* **WHAT YOU ARE ASKED TO DO**
Present every line of the entries below as a Markdown table with the columns Row and Line, numbering the rows in order and omitting any blank lines.

(Entries from a data source)
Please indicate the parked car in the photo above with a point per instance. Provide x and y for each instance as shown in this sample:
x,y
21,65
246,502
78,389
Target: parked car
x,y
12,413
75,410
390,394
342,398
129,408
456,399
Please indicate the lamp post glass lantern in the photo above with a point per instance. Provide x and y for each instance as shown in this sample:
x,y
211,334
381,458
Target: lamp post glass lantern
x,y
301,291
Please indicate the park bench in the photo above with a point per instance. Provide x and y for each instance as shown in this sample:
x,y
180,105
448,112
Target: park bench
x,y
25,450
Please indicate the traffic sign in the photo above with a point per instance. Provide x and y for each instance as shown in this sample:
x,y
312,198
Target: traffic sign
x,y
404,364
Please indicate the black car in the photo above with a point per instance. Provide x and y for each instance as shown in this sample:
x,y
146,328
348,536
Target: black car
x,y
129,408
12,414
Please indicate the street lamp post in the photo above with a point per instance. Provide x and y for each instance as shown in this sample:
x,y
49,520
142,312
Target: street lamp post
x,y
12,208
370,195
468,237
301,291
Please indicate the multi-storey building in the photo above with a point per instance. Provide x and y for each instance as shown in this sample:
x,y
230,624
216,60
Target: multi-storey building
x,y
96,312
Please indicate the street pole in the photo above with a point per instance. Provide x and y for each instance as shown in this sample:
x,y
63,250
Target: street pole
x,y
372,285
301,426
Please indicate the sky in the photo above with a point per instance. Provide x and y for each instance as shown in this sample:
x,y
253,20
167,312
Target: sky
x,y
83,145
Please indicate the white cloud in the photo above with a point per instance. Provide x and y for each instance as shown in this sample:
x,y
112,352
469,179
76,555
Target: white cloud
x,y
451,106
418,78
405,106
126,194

* **RESPONSE**
| Row | Line |
|---|---|
| 1 | Please indicate the parked car in the photo above with a point per instance. Provide x and y for each instance as shown in this sample: |
| 2 | x,y |
| 3 | 21,65 |
| 4 | 246,502 |
| 5 | 78,389 |
| 6 | Target: parked car |
| 7 | x,y |
| 8 | 12,413 |
| 9 | 75,410 |
| 10 | 390,394 |
| 11 | 342,398 |
| 12 | 129,408 |
| 13 | 456,399 |
| 14 | Please indicate the lamp post glass lantern in the photo above with a point per instance. Provide x and y for each instance as shown in this sample: |
| 15 | x,y |
| 16 | 211,334 |
| 17 | 381,458 |
| 18 | Target: lamp post glass lantern |
| 19 | x,y |
| 20 | 301,291 |
| 21 | Please indicate the park bench in the photo above with a point per instance. Provide x and y for each instance as shown in this sample: |
| 22 | x,y |
| 23 | 180,105 |
| 24 | 448,112 |
| 25 | Target: park bench |
| 26 | x,y |
| 27 | 25,450 |
| 28 | Please indicate the traffic sign in the photo above with a point per instance. Provide x and y for each instance as shown in this sample: |
| 29 | x,y |
| 30 | 312,198 |
| 31 | Target: traffic sign |
| 32 | x,y |
| 33 | 404,364 |
| 34 | Please indicate the black car in the photo above with a point per instance. Provide x and y for each instance as shown in this sample: |
| 35 | x,y |
| 36 | 146,328 |
| 37 | 348,536 |
| 38 | Target: black car |
| 39 | x,y |
| 40 | 129,408 |
| 41 | 12,414 |
| 42 | Please indicate the street lamp post in the photo above with a point per instance. Provide x and y for each instance as shown in this sample: |
| 43 | x,y |
| 44 | 49,520 |
| 45 | 142,312 |
| 46 | Target: street lamp post |
| 47 | x,y |
| 48 | 12,208 |
| 49 | 370,195 |
| 50 | 468,237 |
| 51 | 301,291 |
| 52 | Please indicate the multi-storey building in the photo above with a point per instance. Provide x and y for each instance as shown in this sample: |
| 53 | x,y |
| 54 | 230,624 |
| 55 | 216,60 |
| 56 | Target: multi-storey building |
| 57 | x,y |
| 58 | 96,312 |
| 59 | Please indicate the street pole in the photo above with a point per instance. Provide x and y for each instance as shown in this sample: |
| 60 | x,y |
| 61 | 63,250 |
| 62 | Target: street pole |
| 63 | x,y |
| 64 | 372,285 |
| 65 | 301,426 |
| 66 | Please indicate the sky in the photo above with a point per instance. Provide x and y for each instance as shown in this sample: |
| 67 | x,y |
| 68 | 253,20 |
| 69 | 167,312 |
| 70 | Target: sky |
| 71 | x,y |
| 72 | 83,145 |
| 73 | Please indicate the white cloud in the photo above with a point per instance. Provide x and y for each instance as shown in this sample: |
| 74 | x,y |
| 75 | 112,352 |
| 76 | 469,179 |
| 77 | 76,555 |
| 78 | Target: white cloud |
| 79 | x,y |
| 80 | 451,106 |
| 81 | 418,78 |
| 82 | 405,106 |
| 83 | 126,194 |